▼

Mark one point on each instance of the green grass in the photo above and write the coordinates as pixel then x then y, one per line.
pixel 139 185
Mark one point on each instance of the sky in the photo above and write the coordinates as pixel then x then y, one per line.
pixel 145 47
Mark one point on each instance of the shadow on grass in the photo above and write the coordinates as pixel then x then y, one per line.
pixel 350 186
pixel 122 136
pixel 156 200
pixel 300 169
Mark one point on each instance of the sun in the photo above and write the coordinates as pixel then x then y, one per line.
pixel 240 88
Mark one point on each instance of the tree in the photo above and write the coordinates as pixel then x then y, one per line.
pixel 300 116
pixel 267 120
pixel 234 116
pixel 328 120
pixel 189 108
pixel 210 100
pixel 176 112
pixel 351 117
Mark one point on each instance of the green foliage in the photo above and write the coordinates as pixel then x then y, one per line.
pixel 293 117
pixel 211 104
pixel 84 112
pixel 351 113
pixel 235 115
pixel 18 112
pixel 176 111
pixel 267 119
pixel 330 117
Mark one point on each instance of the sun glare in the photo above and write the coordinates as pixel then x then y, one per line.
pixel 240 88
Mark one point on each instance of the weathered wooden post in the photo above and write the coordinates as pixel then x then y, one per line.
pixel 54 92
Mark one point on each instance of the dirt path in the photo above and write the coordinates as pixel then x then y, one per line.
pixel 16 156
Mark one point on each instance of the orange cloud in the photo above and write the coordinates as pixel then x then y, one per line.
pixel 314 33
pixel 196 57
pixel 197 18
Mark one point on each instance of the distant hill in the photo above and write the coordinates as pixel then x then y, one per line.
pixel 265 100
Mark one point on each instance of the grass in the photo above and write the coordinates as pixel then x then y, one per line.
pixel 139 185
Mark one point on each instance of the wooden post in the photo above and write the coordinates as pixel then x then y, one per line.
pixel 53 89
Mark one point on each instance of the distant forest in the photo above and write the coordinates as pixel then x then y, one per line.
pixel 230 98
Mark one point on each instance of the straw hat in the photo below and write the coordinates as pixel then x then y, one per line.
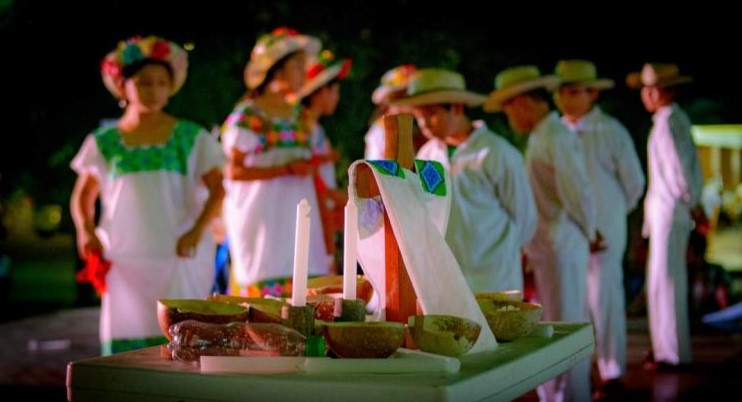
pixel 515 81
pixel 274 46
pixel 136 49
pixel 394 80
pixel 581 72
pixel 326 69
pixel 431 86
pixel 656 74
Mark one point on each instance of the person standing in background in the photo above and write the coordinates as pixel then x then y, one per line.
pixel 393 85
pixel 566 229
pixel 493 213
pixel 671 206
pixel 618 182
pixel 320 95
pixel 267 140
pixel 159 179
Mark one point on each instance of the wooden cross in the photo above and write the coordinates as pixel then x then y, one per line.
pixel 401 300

▲
▼

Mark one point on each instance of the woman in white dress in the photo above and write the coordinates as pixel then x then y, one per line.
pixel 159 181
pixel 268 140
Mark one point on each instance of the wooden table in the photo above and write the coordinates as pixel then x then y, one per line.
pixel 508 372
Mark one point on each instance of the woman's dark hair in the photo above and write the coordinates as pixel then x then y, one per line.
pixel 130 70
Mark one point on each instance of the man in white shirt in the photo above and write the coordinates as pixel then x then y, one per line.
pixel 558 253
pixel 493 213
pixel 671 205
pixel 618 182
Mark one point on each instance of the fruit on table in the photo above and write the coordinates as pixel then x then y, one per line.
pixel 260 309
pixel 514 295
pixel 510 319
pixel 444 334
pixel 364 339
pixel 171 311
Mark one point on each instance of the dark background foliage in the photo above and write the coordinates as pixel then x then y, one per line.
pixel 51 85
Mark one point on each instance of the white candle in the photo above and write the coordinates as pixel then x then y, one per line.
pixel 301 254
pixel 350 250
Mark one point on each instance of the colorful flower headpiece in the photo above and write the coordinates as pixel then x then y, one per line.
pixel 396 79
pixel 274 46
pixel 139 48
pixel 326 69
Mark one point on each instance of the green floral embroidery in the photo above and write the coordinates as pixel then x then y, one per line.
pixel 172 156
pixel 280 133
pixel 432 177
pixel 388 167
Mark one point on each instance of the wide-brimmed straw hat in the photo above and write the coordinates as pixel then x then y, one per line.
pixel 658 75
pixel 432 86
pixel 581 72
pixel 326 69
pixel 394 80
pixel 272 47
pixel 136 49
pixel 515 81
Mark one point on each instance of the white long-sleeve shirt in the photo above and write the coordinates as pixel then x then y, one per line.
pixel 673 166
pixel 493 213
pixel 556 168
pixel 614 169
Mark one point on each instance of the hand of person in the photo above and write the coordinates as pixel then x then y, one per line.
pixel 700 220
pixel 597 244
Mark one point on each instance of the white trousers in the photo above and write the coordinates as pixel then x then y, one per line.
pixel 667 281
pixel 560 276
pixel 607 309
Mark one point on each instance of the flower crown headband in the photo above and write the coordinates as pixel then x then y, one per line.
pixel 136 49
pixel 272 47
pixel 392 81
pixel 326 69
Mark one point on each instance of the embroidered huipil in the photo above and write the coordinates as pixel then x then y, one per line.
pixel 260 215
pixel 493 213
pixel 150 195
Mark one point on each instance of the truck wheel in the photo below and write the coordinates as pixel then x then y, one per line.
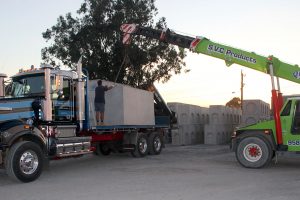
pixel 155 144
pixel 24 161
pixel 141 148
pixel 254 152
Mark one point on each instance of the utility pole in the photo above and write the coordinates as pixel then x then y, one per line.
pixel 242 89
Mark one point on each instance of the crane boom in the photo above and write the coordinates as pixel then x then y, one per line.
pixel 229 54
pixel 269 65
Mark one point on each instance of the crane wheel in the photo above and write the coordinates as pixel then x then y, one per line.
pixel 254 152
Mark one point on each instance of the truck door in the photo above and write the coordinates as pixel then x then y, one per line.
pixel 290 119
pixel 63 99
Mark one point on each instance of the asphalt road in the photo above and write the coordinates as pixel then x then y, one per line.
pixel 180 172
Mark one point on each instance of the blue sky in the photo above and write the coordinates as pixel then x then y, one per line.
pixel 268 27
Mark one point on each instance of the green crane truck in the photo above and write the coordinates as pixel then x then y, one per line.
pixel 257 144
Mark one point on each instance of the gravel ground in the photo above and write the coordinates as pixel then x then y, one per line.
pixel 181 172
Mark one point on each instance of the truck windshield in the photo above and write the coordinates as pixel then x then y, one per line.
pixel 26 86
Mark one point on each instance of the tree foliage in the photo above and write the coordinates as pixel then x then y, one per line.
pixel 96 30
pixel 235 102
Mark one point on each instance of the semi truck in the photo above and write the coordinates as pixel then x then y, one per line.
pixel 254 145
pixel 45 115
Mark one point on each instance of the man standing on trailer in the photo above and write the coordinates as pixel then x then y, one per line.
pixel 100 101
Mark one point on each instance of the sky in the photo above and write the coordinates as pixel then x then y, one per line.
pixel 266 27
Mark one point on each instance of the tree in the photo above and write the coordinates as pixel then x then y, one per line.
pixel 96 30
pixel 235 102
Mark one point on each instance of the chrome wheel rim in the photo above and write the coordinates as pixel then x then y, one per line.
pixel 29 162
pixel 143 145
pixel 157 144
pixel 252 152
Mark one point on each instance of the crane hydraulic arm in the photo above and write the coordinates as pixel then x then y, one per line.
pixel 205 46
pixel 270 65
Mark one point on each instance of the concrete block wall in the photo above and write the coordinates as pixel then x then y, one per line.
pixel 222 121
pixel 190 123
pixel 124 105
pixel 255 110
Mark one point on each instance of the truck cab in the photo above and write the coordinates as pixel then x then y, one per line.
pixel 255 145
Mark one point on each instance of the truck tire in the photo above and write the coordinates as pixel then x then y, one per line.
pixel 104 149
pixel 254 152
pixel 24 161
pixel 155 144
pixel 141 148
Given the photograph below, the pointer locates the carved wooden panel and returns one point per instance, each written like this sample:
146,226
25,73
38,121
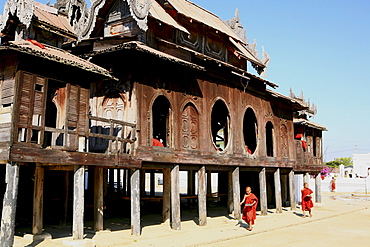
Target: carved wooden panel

▲

» Exercise requirements
Please print only the listing lines starting at the line that contains "Mark one point on each instance of the crane boom" and ending at the line that contains "pixel 26 86", reproducing each one verbatim.

» Result for this exercise
Mark one point on each instance of the crane boom in the photo above and write the coordinates as pixel then x then y, one per line.
pixel 229 54
pixel 269 65
Mark one point on each instance of the crane wheel in the photo above and write the coordinates as pixel then x then y, one per line.
pixel 254 152
Mark one point on each instance of the truck door in the photo above and write the coordinates as pixel then x then y, one per line.
pixel 290 119
pixel 63 99
Mark one point on each instance of the asphalt road in the photo above and write the coordinates as pixel then x then y, one per line.
pixel 180 172
Mark one point on each instance of the blue sky in the photo above and write the coordinates as pixel then x then y, one per line.
pixel 268 27
Mark one point on each instance of the green crane truck in the photo above and write the coordinates as pixel then x then y, one per line.
pixel 257 144
Mark one point on each instance of the gravel ground in the photo above and write the coordinates as pixel then x then y, one per line.
pixel 181 172
Mark one point on each instance of the truck windshield in the photo above and write the coordinates as pixel then x then y, one per line.
pixel 26 86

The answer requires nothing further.